Written request: Repeat the whole listing exactly as written.

>>>

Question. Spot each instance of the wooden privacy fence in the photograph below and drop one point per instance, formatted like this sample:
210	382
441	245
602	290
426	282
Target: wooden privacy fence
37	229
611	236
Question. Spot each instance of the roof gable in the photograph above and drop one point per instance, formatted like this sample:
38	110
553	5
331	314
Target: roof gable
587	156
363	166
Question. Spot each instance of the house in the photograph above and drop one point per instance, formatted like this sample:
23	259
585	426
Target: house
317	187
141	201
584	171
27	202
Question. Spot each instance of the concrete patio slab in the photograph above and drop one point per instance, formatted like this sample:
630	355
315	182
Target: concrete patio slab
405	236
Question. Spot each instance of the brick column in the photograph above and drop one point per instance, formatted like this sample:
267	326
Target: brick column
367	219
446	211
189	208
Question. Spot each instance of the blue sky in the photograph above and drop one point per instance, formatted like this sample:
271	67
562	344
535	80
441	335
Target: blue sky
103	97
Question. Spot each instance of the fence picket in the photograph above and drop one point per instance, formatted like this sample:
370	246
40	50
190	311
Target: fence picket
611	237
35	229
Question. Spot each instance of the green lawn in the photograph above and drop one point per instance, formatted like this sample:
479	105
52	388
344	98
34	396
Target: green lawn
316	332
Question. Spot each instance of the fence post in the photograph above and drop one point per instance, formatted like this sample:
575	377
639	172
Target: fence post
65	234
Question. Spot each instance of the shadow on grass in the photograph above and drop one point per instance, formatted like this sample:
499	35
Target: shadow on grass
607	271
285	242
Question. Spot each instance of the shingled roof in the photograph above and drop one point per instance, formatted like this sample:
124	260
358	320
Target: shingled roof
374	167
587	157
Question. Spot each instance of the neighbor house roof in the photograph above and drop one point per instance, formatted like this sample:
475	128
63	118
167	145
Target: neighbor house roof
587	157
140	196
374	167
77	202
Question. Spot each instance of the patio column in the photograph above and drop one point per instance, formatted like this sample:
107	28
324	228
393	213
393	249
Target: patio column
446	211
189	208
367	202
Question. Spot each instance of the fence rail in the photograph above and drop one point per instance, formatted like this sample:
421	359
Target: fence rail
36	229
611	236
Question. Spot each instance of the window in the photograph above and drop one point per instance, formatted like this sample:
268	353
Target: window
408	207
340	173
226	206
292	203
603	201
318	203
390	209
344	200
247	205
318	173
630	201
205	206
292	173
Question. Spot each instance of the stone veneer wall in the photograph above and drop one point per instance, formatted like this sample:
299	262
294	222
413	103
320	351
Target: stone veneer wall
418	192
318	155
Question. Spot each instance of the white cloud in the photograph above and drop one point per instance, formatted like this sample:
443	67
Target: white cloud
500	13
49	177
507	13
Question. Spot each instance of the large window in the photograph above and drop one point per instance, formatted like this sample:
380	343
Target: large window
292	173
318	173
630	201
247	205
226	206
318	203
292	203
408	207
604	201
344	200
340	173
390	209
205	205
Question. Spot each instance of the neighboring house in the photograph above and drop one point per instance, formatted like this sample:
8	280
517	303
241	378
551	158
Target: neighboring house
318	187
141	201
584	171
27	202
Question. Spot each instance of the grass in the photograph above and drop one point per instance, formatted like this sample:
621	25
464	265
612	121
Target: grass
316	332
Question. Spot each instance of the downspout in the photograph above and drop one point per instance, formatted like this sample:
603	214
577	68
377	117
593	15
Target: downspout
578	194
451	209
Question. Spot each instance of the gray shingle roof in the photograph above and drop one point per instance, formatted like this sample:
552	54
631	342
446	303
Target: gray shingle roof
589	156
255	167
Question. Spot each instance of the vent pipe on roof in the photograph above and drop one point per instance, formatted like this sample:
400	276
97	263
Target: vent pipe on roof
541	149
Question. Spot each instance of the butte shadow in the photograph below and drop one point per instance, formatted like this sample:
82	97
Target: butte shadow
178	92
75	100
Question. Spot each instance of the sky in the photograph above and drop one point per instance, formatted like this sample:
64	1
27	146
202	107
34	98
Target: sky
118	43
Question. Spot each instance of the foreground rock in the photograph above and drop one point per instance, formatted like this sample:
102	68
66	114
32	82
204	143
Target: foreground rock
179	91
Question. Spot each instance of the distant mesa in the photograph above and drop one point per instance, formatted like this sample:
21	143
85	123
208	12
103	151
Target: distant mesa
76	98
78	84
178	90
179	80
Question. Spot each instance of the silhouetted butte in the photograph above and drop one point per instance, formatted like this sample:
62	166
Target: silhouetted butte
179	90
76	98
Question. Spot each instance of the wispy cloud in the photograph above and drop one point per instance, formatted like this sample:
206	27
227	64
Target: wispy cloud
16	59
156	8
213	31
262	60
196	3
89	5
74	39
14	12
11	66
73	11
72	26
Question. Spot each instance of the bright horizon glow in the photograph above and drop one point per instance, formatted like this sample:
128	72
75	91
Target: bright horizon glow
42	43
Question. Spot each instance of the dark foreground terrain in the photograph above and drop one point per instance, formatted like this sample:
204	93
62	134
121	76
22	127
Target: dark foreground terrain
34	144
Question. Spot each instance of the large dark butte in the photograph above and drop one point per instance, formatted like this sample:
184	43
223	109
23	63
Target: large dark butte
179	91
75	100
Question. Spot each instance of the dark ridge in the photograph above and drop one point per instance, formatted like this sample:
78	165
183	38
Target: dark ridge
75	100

<<<

Solution to the exercise:
Question. Spot each instance of the wooden privacy fence in the photograph below and drop one point per instance, formatted like this sample:
210	382
441	245
602	290
426	282
Target: wooden privacy fence
37	229
611	236
Question. Spot each instance of the roof gable in the photograph above and drop one point per instance, formatted like this sample:
38	110
553	5
331	314
Target: roof gable
587	156
363	166
Question. Spot each instance of the house in the photograph above and drop one point per instance, formatted like this sample:
23	259
585	426
Target: house
317	187
141	201
584	171
27	202
Question. Spot each instance of the concrete patio slab in the photograph above and drop one point per instance, formatted like this sample:
630	355
315	182
Target: concrete patio slab
405	236
Question. Spot each instance of the brick column in the photograph above and drop one point per instance, formatted like this sample:
267	326
Target: brick column
367	219
446	211
189	208
Question. Spot each instance of the blue sky in the photograph above and drop one point per instance, formatted like this sample:
271	67
562	344
535	80
441	335
Target: blue sky
103	97
Question. Spot each instance of the fence picket in the photograph above and drop one point per instance, formatted like this sample:
370	246
40	50
190	311
Target: fence picket
611	237
35	229
Question. Spot each instance of the green lawn in the photograph above and drop one point per instance, formatted like this sample:
479	105
52	388
344	98
34	396
Target: green lawn
316	332
Question. Spot each instance of the fence post in the photograph above and drop one point per instance, formatted like this sample:
575	377
639	172
Target: fence post
65	234
Question. Spot each instance of the shadow on grass in the photograph above and drop one point per instance, formatted like this sample:
499	35
Target: shadow on grass
607	271
285	242
Question. Spot each instance of the shingled roof in the photograph above and drop one point per instance, formatted like this sample:
124	260
358	320
Target: shingled roof
374	167
587	157
Question. Spot each instance of the neighbor house roof in the photograph above and drop one point per instance, formatted like this sample:
475	128
63	118
167	145
Target: neighbor house roof
587	157
140	196
374	167
77	202
Question. Spot each instance of the patio column in the photograph above and drop one point per instance, formatted like this sample:
107	28
324	228
393	213
393	249
Target: patio column
446	211
189	208
367	202
Question. Spot each instance of the fence rail in the photograph above and drop one point per instance, formatted like this sample:
421	359
Target: fence rail
36	229
611	236
Question. Spot each instance of the window in the photograph above and drop one point per instance, formatted like this sample:
268	353
Target: window
408	207
340	173
226	206
292	203
603	201
318	203
390	209
344	200
247	205
318	173
630	201
205	206
292	173
Question. Spot each instance of the stone veneer wall in the photograph above and drop one point per instance, formatted like this sample:
299	262
294	222
413	103
320	351
Target: stone veneer wall
418	192
318	155
Question. Spot each instance of the white cloud in the photograph above and drop one point per instance, formatted like this sample:
443	67
Target: white cloud
500	13
49	177
507	13
Question. Spot each instance of the large window in the photograph above and drop one point per instance, formatted like this sample:
380	343
Target: large window
292	173
318	173
630	201
247	205
226	206
318	203
292	203
408	207
604	201
344	200
340	173
390	209
205	205
Question. Spot each instance of the neighboring house in the photograph above and drop one point per instance, formatted like this sample:
8	280
517	303
241	378
551	158
Target: neighboring house
318	187
141	201
584	171
27	202
Question. Spot each instance of the grass in the photograph above and drop one point per instance, formatted like this sample:
621	25
464	265
612	121
Target: grass
316	332
Question. Spot each instance of the downspout in the photograph above and drop one point per instance, formatted like this sample:
603	214
577	68
377	117
593	15
Target: downspout
578	194
451	209
Question. Spot each instance of the gray shingle roof in the photograph above and drop one point per instance, formatted like this sample:
552	54
631	342
446	303
Target: gray shingle roof
589	156
255	167
Question. Spot each instance of the vent pipe on roof in the photograph above and drop one point per instance, formatted like this sample:
400	276
97	263
Target: vent pipe on roof
541	149
Question. Spot each instance of the butte shadow in the photograph below and drop one point per instance, formatted like this sample:
82	97
Target: butte shadow
178	92
75	100
Question. Spot each instance of the sky in the photograph above and drop one point per instance, formatted like this sample:
64	1
27	146
202	107
34	98
Target: sky
118	43
Question. Spot each instance of the foreground rock in the photograph above and drop one point per instance, formatted like this sample:
102	68
66	114
32	82
204	143
Target: foreground rock
179	91
Question. Spot each instance of the distant mesa in the photograph above and drop one point per instance, formatted like this sample:
21	143
85	123
208	12
103	151
Target: distant mesa
76	98
78	84
178	90
179	80
Question. Spot each instance of the silhouetted butte in the photograph above and drop one point per instance, formatted like this sample:
62	166
Target: silhouetted butte
179	90
76	98
Question. Spot each instance of the wispy cloud in the photograph above and drop one point per instance, formatted like this sample:
206	27
227	64
Target: wispy cloud
16	59
156	8
213	31
262	60
196	3
89	5
74	39
14	12
11	66
73	11
72	26
Question. Spot each instance of the bright horizon glow in the photograph above and drop one point per instance, formatted like this sample:
128	72
75	91
Target: bright horizon glow
42	43
Question. Spot each instance of the dark foreground terrain in the photograph above and drop one point per instance, formatted like this sample:
204	93
62	134
121	76
22	127
Target: dark foreground terrain
34	144
Question. Spot each instance of the large dark butte in the photograph above and drop one point per instance, formatted like this sample:
184	43
223	109
23	63
Target: large dark butte
179	91
75	100
Question. Spot each instance of the dark ridge in the photograph above and drop one point per instance, formatted like this sample:
78	165
183	38
Target: dark ridge
75	100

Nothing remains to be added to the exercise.